* **Exercise requirements**: Look at each line of the listing. Copy those that hold the string "single".
● ● ● ●
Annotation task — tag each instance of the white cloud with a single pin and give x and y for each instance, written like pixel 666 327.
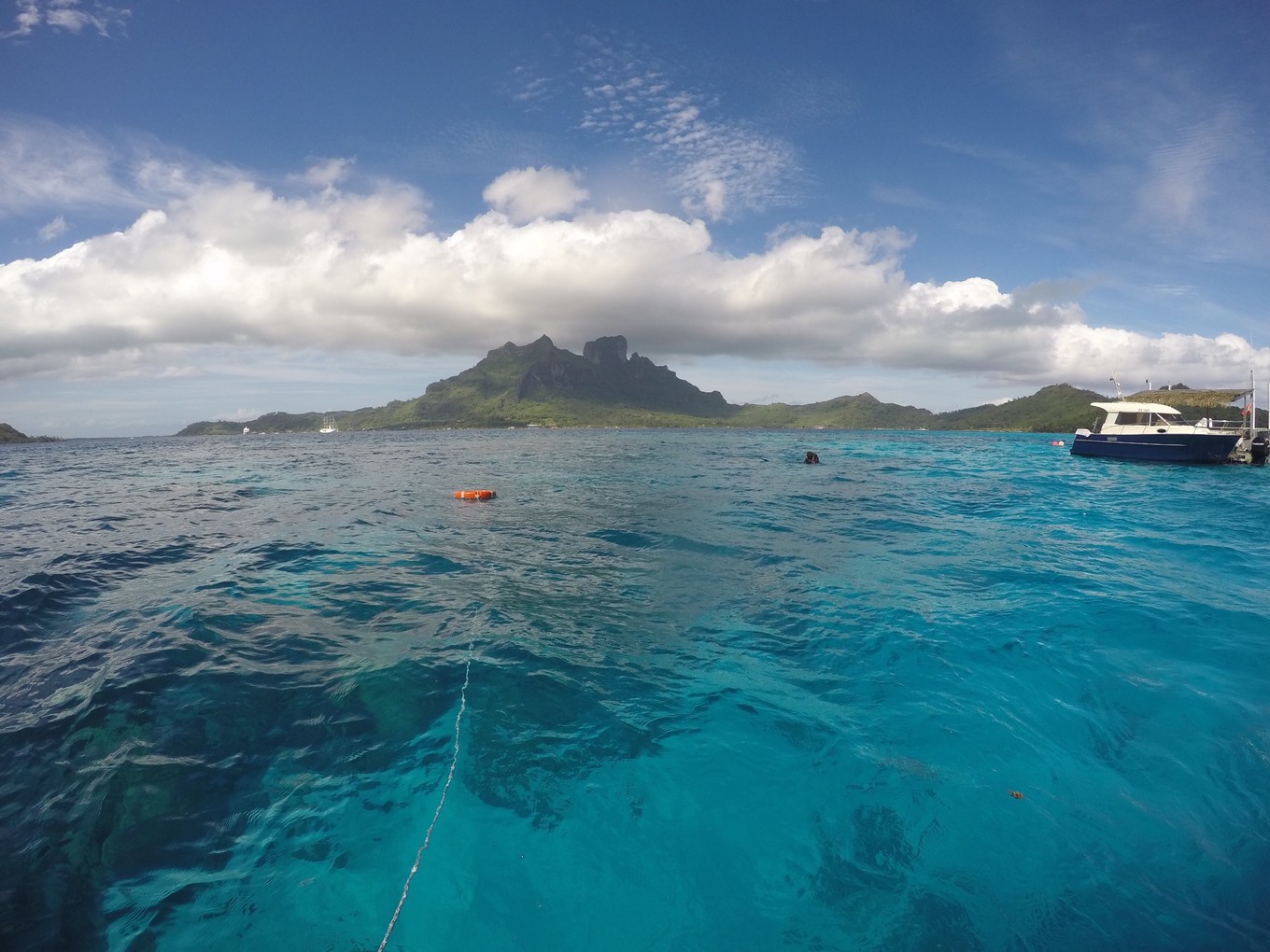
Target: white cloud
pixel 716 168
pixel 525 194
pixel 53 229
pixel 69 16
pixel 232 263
● ● ● ●
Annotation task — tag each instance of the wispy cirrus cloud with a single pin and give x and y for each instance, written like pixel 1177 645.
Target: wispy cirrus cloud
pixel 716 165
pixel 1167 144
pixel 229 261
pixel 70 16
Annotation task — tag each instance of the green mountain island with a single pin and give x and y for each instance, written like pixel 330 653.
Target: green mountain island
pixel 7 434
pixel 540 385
● ● ● ●
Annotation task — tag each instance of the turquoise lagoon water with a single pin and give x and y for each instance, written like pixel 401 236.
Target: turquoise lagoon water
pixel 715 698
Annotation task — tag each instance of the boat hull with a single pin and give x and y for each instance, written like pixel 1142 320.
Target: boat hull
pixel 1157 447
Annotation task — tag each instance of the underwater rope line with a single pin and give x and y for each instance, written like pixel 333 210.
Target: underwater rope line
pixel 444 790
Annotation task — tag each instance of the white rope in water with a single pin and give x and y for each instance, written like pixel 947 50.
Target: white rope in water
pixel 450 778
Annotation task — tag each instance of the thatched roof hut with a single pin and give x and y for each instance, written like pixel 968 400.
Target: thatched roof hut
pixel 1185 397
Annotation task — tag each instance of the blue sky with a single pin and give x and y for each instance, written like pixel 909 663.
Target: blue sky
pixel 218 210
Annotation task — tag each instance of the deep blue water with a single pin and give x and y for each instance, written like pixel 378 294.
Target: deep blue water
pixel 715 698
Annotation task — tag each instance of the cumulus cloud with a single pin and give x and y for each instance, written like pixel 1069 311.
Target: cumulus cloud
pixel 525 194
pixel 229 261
● ● ● ●
* **Result of this task**:
Annotation task — tag each instance of the white cloud with a single pin and give x and y for each instance, written like pixel 666 327.
Annotation task — tag each instance of the wispy cirrus cloud with a single pin and give x and y for each instance, written like pixel 1177 645.
Annotation task — tag each instance of the green mountain island with a single pin and give x and y for each instance, written like pixel 330 653.
Annotation task — tag each instance of the turquoise lagoon water with a single pin and give x and y for each instance, written like pixel 401 236.
Annotation task — tag each instance of the boat hull with a single pin and give x and y for each instance, written like pixel 1142 320.
Annotation task — tag each instance of the underwater rope line with a single pin and give x and y for each instance, written like pixel 333 210.
Annotation task — tag each instance of the white rope in water with a single pin and give x and y for each instance, written like pixel 947 50.
Annotation task — tag each instance of the thatched roof hut with a single pin and give x and y for each instance, written like pixel 968 400.
Annotation task — tag each instance of the blue sky with a single pin and give x and y for each instance, written like pixel 909 663.
Annotation task — tag each instance of the deep blue water with a single pin and give x and y for each instance, written like pixel 378 294.
Annotation task — tag each instance of the cumulus cloud with a single pin and give x and y for each instance, written like pixel 1069 311.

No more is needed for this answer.